**The task:** Edit the material below so that each occurrence of "Observed output" reads "Recorded output", and reproduce everything else without change.

**Record set:**
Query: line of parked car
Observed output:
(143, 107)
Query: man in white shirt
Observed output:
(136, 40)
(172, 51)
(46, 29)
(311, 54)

**Reply to the task:**
Query: line of parked car
Recorded output:
(143, 107)
Query: man in white shirt
Recorded output:
(136, 40)
(172, 51)
(46, 29)
(311, 54)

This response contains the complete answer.